▶ **Given task**
Produce an exact copy of the lines from the line that contains "Objective — one point per instance of the white belly" to the end of the listing below.

Entries from a point annotation set:
--*--
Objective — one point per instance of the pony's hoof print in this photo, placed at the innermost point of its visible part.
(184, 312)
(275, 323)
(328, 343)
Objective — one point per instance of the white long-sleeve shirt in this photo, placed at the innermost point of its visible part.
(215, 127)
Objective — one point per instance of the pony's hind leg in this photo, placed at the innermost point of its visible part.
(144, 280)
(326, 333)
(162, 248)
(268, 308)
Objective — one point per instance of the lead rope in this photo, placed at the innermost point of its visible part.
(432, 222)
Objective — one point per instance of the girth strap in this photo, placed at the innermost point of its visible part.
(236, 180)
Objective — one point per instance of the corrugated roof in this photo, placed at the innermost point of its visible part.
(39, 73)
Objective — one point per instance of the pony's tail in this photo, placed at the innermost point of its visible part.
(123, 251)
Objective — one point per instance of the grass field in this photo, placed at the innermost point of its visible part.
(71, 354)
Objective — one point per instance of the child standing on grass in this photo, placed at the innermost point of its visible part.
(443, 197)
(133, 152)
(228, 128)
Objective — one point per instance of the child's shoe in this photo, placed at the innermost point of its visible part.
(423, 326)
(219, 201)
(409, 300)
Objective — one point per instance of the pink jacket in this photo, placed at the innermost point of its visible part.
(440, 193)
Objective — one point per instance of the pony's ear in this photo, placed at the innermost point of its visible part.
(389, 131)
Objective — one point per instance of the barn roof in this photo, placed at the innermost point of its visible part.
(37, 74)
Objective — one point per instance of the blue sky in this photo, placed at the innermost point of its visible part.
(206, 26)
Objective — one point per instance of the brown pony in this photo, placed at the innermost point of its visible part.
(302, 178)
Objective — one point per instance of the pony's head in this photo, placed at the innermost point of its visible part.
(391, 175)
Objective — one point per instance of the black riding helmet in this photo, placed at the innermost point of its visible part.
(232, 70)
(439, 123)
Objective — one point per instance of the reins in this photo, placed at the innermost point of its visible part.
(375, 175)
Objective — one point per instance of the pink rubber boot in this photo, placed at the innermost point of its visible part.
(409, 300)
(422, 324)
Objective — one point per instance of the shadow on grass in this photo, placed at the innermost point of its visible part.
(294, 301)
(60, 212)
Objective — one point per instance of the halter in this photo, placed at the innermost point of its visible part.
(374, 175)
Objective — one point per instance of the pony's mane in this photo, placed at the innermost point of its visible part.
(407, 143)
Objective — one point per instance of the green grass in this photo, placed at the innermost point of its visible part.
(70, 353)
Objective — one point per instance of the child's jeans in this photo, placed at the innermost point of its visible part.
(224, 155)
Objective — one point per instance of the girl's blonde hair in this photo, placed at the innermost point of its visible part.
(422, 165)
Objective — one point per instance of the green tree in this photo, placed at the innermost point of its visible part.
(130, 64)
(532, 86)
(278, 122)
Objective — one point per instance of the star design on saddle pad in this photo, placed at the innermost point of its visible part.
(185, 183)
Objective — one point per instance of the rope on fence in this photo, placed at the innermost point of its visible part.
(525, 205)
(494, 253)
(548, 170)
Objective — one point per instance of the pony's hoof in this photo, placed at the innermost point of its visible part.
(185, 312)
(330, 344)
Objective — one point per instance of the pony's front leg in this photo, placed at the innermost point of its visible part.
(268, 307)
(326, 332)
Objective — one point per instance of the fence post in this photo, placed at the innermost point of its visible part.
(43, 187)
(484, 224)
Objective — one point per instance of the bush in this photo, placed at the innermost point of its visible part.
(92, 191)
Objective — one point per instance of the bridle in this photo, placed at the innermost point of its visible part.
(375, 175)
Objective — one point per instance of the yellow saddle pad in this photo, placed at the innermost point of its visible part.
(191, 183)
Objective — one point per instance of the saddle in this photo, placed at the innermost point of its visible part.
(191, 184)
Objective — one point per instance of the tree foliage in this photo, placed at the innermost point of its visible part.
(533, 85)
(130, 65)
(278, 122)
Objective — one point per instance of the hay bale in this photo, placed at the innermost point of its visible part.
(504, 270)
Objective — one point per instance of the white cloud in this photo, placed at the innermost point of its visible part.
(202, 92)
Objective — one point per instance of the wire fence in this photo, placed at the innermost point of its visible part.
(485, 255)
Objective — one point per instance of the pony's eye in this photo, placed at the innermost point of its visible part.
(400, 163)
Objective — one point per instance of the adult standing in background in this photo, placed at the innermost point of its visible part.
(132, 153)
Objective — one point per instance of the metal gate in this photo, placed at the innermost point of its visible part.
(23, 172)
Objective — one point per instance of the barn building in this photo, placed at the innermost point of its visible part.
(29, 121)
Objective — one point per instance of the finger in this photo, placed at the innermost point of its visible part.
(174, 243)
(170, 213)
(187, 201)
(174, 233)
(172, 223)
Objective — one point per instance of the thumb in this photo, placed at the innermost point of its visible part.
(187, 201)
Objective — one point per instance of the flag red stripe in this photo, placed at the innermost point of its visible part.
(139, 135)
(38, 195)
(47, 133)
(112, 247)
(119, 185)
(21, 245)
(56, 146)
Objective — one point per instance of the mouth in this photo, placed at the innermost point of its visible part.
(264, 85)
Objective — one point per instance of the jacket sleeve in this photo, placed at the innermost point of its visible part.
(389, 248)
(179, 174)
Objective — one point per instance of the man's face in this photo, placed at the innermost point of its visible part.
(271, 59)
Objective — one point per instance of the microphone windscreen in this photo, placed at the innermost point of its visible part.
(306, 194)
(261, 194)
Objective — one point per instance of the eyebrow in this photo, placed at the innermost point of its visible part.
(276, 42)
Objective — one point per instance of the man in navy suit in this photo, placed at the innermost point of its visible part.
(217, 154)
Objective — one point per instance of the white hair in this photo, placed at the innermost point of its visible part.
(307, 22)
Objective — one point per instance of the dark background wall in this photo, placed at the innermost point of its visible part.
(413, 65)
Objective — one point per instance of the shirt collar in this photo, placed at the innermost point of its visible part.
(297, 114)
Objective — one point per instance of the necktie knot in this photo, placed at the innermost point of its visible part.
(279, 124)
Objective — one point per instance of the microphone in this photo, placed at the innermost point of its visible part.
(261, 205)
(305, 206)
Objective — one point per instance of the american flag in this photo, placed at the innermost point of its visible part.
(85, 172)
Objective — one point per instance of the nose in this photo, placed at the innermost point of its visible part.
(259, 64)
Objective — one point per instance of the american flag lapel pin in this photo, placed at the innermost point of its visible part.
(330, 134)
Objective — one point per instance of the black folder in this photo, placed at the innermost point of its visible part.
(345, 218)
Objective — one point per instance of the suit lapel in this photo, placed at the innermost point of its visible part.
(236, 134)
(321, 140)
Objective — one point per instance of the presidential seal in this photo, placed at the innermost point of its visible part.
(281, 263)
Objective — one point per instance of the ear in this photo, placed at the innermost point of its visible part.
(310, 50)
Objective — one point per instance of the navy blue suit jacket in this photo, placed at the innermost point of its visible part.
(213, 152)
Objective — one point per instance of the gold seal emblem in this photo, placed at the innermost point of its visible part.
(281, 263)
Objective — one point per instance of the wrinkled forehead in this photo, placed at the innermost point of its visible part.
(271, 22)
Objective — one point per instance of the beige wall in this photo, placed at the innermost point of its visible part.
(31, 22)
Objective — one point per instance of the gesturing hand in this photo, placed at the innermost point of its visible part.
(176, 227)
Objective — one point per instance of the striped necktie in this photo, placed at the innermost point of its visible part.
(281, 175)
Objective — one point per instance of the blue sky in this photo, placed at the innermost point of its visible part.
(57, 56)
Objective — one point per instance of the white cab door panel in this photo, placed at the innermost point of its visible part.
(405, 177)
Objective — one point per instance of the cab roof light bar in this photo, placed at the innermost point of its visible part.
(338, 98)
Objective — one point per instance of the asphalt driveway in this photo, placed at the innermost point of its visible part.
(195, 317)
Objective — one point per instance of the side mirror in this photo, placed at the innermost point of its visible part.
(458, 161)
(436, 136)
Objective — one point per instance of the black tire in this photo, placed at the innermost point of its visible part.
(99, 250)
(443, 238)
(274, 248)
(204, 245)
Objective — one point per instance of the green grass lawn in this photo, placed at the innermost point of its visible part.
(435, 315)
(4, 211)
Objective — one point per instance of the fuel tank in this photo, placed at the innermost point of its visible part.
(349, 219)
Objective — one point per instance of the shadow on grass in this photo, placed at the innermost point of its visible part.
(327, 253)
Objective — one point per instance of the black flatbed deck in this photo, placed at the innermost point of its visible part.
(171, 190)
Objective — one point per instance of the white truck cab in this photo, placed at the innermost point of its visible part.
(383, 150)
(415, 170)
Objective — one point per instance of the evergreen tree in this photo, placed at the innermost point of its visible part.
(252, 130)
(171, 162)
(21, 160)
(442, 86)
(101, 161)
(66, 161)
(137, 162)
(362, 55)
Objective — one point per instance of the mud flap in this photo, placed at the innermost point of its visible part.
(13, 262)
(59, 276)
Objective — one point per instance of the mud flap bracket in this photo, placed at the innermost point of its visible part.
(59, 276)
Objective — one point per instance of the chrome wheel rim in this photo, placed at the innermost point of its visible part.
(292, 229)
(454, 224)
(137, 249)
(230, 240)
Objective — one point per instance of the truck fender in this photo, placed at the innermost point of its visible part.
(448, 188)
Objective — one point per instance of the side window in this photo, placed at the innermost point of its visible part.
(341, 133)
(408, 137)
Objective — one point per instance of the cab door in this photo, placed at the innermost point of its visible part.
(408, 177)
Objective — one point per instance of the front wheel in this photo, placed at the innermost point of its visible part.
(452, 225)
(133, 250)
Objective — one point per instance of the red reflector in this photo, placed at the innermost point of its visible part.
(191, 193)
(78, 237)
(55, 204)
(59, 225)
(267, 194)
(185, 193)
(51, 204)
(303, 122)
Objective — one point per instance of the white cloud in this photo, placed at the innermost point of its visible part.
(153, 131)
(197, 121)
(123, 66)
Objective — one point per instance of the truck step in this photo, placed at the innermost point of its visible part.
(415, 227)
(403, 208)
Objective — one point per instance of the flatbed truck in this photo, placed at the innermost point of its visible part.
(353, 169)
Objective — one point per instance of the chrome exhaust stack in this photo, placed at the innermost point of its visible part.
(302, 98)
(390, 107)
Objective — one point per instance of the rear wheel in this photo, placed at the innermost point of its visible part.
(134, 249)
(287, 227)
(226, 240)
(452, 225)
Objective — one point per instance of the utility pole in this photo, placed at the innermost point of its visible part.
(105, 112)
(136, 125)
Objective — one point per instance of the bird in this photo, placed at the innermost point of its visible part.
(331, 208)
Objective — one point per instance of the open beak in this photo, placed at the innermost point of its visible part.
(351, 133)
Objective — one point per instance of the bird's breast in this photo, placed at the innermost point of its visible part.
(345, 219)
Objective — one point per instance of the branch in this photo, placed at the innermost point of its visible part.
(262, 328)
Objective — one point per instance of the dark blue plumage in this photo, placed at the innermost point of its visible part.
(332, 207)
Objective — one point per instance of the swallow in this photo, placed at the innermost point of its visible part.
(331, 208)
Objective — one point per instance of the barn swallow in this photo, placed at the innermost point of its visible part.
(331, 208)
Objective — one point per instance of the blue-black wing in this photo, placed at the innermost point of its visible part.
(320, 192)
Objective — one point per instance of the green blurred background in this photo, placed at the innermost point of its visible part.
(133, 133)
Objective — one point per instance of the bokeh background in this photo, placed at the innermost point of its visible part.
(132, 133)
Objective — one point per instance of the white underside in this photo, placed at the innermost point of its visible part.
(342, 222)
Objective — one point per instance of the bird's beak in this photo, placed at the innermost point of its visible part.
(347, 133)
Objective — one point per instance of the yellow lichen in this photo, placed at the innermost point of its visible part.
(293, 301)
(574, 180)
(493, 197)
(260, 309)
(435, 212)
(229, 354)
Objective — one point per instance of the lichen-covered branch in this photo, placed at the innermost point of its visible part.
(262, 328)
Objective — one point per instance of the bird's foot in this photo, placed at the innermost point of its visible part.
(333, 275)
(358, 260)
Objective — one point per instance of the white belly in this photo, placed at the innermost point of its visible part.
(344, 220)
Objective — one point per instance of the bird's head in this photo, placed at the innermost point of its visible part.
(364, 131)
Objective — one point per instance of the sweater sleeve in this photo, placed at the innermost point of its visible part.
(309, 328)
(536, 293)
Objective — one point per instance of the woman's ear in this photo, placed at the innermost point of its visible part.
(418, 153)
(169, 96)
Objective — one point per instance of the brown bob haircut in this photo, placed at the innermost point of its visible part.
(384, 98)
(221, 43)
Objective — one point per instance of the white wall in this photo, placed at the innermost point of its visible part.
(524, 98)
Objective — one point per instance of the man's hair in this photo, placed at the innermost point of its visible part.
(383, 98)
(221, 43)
--*--
▶ **Reply**
Objective — one point per instance of the white belly in this photo, placed at the innermost point of its visible part.
(344, 220)
Objective — one point per instance of the bird's head in this photo, placed at the innermost point of its visible part.
(364, 131)
Objective — one point per instance of the sweater sleeve in this photo, placed at the innermost point of its visible part.
(309, 328)
(536, 293)
Objective — one point per instance of the woman's ear in this photo, placed at the innermost point of its visible part.
(418, 153)
(169, 96)
Objective — one point per instance of the brown bob haircut in this photo, placed at the innermost point of its visible part.
(384, 98)
(221, 43)
Objective — one point per instance of the white wall in this photo, placed at the innermost point of its visible part.
(524, 98)
Objective — one point per instance of the man's hair in this photo, placed at the innermost point of its visible part.
(383, 98)
(221, 43)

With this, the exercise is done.